-- RECORDS PROVIDED follows --

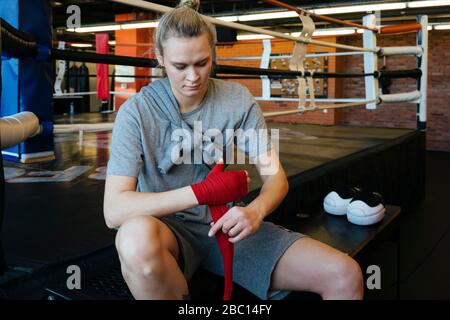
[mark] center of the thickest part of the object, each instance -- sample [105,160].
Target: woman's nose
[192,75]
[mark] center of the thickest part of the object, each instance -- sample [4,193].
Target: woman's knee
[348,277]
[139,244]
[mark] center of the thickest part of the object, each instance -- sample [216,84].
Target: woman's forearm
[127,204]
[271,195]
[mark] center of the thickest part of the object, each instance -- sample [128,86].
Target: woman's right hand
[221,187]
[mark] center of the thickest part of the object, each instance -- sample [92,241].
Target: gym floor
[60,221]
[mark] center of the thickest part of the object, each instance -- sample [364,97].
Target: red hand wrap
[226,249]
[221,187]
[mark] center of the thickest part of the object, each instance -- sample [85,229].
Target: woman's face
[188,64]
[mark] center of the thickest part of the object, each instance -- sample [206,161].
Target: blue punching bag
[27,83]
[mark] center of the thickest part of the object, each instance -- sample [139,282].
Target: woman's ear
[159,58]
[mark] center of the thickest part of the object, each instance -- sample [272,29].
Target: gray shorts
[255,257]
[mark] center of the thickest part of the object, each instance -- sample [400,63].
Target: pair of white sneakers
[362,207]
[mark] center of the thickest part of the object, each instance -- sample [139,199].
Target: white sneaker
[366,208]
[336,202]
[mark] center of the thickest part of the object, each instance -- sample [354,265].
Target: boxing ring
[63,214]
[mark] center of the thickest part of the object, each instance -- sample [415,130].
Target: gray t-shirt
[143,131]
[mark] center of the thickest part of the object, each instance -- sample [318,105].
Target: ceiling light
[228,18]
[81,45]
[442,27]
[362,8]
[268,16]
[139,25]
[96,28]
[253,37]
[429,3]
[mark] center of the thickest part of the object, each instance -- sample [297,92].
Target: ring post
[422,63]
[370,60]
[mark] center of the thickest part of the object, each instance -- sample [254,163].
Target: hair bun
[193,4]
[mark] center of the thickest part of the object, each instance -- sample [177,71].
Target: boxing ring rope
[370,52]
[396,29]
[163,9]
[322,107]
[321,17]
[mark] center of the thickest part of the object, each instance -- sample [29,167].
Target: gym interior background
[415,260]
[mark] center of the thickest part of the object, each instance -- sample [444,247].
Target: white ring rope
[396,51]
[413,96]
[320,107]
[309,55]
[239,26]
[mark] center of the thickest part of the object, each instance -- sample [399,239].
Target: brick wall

-- RECORDS PROVIDED concluded --
-- RECORDS PROVIDED follows --

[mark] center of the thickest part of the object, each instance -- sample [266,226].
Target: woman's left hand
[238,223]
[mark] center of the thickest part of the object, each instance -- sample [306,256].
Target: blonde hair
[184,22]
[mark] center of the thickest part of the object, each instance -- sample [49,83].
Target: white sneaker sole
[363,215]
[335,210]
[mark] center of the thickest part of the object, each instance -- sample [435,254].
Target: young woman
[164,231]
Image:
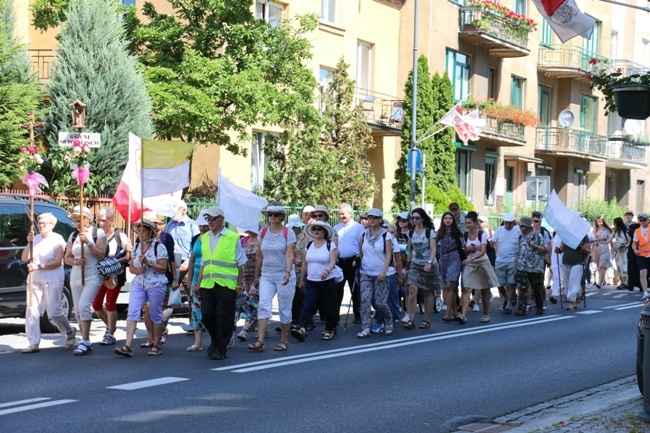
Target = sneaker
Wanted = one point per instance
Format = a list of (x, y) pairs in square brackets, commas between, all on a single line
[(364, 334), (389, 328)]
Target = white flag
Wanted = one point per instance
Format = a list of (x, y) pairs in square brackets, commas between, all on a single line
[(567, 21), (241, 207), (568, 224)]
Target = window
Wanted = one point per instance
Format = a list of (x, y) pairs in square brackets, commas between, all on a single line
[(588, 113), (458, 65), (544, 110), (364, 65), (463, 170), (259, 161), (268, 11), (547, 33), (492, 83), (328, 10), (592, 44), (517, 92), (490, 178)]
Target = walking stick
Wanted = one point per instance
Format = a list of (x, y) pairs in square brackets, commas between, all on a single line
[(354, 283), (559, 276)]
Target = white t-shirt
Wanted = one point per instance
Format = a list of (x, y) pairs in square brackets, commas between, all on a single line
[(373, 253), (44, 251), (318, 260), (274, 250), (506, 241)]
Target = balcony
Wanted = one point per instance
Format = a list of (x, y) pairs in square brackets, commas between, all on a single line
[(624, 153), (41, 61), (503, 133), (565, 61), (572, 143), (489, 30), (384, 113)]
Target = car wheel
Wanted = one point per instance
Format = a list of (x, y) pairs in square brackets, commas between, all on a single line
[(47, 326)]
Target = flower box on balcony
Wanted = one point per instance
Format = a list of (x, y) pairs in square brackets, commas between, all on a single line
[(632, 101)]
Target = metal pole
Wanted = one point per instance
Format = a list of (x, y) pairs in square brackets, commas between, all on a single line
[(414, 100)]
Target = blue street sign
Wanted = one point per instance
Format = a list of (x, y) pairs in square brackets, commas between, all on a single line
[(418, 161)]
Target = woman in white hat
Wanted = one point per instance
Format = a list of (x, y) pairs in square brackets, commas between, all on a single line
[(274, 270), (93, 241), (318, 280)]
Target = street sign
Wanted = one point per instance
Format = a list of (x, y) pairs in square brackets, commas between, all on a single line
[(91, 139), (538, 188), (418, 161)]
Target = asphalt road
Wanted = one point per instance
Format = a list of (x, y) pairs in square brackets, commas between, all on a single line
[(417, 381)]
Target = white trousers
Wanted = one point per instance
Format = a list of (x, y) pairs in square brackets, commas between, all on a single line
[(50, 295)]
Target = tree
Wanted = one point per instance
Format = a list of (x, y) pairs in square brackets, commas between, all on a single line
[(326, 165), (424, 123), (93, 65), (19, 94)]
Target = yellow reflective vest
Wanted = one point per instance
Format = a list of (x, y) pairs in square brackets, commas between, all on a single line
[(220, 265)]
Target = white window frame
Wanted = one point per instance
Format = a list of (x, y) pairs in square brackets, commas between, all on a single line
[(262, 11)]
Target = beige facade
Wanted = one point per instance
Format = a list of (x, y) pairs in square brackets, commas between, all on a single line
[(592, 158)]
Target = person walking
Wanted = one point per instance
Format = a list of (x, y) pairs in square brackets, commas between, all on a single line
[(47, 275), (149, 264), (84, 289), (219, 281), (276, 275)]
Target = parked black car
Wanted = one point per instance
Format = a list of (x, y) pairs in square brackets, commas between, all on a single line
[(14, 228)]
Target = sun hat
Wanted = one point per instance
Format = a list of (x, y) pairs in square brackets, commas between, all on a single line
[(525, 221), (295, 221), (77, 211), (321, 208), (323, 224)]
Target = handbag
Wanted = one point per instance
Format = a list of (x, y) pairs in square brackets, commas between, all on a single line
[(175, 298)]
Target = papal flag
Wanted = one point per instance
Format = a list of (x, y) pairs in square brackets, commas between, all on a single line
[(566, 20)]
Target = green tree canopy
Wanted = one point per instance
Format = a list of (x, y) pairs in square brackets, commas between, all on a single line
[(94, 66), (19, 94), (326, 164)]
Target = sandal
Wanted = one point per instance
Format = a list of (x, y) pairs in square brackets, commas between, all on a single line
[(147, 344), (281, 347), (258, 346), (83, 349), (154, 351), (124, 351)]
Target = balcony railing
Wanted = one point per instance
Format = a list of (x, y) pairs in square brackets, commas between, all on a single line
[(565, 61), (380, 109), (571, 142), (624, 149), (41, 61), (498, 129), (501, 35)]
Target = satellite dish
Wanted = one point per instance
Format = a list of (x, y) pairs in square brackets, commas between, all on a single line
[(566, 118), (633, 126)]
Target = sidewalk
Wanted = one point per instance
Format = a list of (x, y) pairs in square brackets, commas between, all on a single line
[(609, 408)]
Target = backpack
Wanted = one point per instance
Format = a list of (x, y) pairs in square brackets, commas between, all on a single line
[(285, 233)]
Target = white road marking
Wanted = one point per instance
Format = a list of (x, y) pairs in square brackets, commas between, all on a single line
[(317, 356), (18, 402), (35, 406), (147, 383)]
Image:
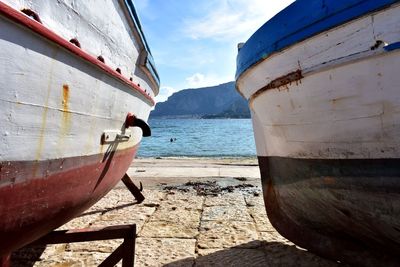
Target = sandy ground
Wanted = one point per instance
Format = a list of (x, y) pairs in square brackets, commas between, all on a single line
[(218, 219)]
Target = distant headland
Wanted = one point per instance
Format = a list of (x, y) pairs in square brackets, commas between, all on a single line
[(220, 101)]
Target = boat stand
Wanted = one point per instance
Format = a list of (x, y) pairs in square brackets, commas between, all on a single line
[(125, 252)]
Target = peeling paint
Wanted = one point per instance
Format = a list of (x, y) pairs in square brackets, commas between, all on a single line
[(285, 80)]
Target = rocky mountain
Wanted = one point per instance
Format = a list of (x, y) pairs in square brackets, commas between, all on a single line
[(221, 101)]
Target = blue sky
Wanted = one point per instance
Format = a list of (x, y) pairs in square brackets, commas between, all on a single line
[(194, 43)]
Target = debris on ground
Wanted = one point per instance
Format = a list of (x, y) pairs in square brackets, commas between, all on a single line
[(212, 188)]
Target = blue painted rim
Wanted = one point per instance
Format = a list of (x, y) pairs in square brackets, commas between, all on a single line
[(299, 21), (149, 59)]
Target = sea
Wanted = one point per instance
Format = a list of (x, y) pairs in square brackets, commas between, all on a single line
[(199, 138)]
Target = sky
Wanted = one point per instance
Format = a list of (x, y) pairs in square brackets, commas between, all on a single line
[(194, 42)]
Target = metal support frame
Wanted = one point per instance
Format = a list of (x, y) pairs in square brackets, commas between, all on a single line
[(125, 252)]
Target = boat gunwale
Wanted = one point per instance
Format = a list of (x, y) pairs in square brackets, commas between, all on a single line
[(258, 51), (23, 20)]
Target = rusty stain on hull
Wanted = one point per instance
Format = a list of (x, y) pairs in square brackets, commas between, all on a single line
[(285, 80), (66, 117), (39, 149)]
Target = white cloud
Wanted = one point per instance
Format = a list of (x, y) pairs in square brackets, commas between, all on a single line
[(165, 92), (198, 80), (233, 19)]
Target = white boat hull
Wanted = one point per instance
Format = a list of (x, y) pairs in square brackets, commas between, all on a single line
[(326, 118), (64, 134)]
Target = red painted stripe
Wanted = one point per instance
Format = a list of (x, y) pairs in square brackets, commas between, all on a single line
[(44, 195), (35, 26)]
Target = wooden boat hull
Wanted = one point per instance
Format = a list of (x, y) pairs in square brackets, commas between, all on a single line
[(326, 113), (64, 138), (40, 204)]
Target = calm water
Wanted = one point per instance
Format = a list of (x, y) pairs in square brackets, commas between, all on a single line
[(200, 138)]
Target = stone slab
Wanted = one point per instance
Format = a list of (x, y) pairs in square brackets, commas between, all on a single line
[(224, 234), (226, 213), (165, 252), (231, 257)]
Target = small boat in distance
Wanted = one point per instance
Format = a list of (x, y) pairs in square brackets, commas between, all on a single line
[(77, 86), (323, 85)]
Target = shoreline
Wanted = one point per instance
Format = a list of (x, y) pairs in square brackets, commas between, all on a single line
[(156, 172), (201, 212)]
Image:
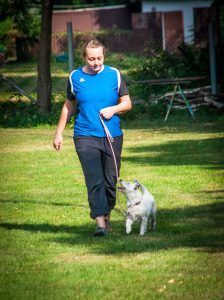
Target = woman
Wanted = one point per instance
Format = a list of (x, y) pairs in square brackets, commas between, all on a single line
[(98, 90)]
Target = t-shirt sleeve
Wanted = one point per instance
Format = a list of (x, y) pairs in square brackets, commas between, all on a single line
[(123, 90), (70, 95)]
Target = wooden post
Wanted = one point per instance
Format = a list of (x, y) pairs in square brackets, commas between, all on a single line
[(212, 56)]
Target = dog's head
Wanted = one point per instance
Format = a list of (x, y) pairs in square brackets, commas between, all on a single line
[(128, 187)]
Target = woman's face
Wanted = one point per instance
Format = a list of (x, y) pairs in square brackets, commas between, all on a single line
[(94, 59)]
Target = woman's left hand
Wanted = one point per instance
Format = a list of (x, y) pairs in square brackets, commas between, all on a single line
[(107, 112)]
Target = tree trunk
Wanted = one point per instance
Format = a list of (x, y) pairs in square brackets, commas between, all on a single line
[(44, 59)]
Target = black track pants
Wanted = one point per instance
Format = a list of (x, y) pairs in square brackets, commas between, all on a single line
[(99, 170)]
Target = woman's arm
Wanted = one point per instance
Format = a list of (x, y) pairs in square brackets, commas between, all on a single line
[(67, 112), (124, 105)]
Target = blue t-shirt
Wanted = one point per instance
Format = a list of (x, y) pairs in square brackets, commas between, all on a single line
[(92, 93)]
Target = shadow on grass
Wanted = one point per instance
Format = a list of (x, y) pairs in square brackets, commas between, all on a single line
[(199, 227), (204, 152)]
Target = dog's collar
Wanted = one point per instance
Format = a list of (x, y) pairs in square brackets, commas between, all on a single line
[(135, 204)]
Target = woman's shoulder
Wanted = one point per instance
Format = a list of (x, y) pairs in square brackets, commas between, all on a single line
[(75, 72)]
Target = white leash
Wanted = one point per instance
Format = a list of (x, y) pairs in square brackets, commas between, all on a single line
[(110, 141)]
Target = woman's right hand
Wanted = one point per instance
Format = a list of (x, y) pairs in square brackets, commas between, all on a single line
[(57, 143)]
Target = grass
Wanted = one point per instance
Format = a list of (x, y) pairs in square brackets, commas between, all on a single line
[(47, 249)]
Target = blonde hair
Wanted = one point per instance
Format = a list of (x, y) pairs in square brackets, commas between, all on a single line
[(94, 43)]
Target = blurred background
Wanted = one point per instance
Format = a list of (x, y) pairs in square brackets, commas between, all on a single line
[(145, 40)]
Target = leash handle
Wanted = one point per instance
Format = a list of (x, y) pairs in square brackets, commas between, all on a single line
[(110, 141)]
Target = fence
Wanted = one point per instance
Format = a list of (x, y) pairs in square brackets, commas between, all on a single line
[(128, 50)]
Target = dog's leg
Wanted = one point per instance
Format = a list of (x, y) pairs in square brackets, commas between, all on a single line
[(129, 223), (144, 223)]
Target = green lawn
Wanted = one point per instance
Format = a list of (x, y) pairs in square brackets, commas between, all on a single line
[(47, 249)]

-- RECORDS PROVIDED concluded --

WHAT YOU NEED TO DO> Check each line of the listing for "black", and copy the ones that hold it.

EXERCISE OUTPUT>
Target = parked black car
Target = black track pants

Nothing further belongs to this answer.